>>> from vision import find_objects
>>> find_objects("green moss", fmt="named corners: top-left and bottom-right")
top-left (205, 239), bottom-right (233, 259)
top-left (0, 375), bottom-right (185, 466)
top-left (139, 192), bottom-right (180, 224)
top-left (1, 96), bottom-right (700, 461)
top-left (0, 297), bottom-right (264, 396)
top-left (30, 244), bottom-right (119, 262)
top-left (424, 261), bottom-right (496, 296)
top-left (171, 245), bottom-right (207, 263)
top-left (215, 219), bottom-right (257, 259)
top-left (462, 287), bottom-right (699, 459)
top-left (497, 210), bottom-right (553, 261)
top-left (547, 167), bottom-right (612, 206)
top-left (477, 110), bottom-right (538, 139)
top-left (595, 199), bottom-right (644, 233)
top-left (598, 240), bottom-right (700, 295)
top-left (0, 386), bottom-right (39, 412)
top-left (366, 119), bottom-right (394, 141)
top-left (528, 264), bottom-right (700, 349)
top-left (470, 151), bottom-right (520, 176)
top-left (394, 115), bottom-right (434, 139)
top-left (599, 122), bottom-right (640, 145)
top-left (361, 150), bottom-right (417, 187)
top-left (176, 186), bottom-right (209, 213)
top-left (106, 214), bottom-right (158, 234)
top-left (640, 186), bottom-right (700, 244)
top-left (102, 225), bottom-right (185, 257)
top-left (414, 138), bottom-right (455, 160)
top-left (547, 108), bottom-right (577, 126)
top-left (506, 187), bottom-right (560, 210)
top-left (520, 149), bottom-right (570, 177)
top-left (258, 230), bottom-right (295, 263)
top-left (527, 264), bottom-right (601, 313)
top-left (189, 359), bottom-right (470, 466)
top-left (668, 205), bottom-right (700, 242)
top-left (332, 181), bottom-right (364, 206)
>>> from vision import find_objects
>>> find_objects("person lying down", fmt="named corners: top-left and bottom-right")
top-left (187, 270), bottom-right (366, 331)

========================

# [Exercise instructions]
Would you please write out the entire listing exactly?

# [Result]
>>> from vision import find_objects
>>> find_objects("green moss", fmt="named corners: top-left and bottom-right")
top-left (205, 239), bottom-right (233, 259)
top-left (0, 375), bottom-right (185, 466)
top-left (139, 192), bottom-right (180, 224)
top-left (1, 96), bottom-right (700, 461)
top-left (0, 297), bottom-right (264, 396)
top-left (30, 244), bottom-right (119, 262)
top-left (424, 261), bottom-right (496, 296)
top-left (171, 245), bottom-right (207, 263)
top-left (215, 219), bottom-right (257, 259)
top-left (462, 287), bottom-right (699, 459)
top-left (497, 210), bottom-right (553, 261)
top-left (547, 167), bottom-right (612, 206)
top-left (477, 110), bottom-right (538, 139)
top-left (595, 199), bottom-right (644, 233)
top-left (598, 240), bottom-right (700, 295)
top-left (0, 386), bottom-right (39, 412)
top-left (366, 119), bottom-right (394, 141)
top-left (528, 264), bottom-right (700, 349)
top-left (470, 151), bottom-right (520, 176)
top-left (394, 115), bottom-right (434, 139)
top-left (599, 122), bottom-right (640, 145)
top-left (361, 150), bottom-right (417, 187)
top-left (176, 186), bottom-right (209, 213)
top-left (106, 214), bottom-right (158, 234)
top-left (640, 186), bottom-right (700, 244)
top-left (102, 225), bottom-right (185, 257)
top-left (414, 138), bottom-right (455, 160)
top-left (547, 108), bottom-right (577, 126)
top-left (506, 187), bottom-right (560, 210)
top-left (520, 149), bottom-right (570, 177)
top-left (258, 230), bottom-right (295, 263)
top-left (527, 264), bottom-right (601, 313)
top-left (189, 359), bottom-right (470, 466)
top-left (668, 205), bottom-right (700, 242)
top-left (332, 181), bottom-right (364, 206)
>>> from vision import find_objects
>>> find_objects("person lying down", fmt="named corners: top-left and bottom-right")
top-left (187, 270), bottom-right (366, 331)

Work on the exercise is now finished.